_SET PROBLEM_. Write out only the lines starting at the one that contains "Exercise. Point out every instance of the bird's eye" and ending at the one that contains "x=369, y=195", replacing "marker" with "point" and changing nothing else.

════

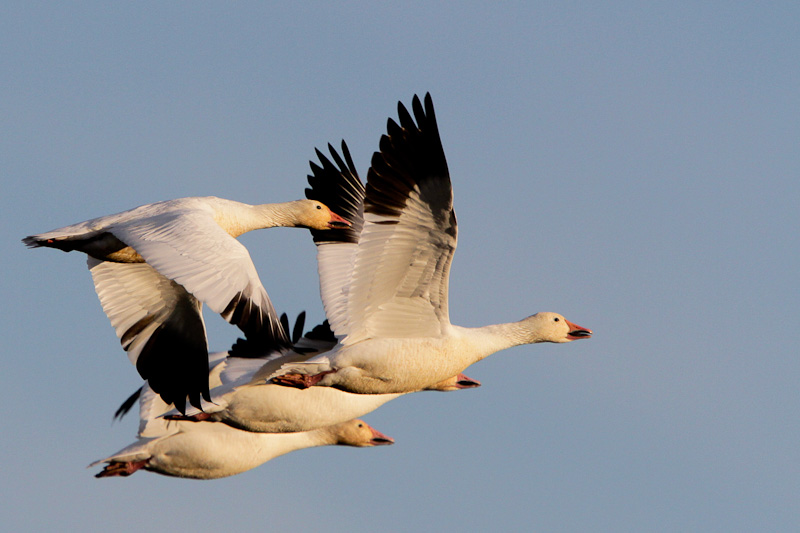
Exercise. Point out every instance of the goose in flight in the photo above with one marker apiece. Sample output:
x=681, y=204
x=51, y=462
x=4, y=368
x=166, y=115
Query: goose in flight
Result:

════

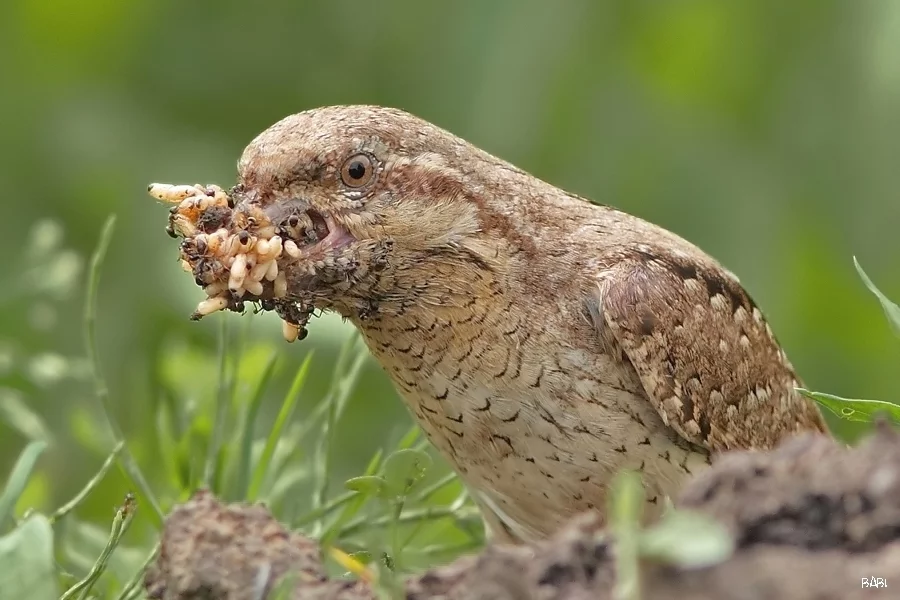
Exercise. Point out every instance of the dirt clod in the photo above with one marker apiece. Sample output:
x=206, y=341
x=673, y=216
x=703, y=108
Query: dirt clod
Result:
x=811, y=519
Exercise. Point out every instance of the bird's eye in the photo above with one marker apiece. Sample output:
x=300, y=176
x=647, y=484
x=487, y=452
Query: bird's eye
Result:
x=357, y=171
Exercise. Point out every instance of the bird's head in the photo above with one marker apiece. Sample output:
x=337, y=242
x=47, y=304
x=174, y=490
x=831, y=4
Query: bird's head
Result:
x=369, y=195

════

_FULL RESPONSE_.
Exercise. Point out every instance of the bird's eye in the photo above with one point apiece. Sample output:
x=300, y=176
x=647, y=484
x=487, y=452
Query: bird's eye
Result:
x=357, y=171
Exercise. Point out every instance of the bird's head in the photo above with one point apiece. Sample output:
x=337, y=242
x=47, y=304
x=174, y=490
x=831, y=4
Query: bird's head
Result:
x=369, y=195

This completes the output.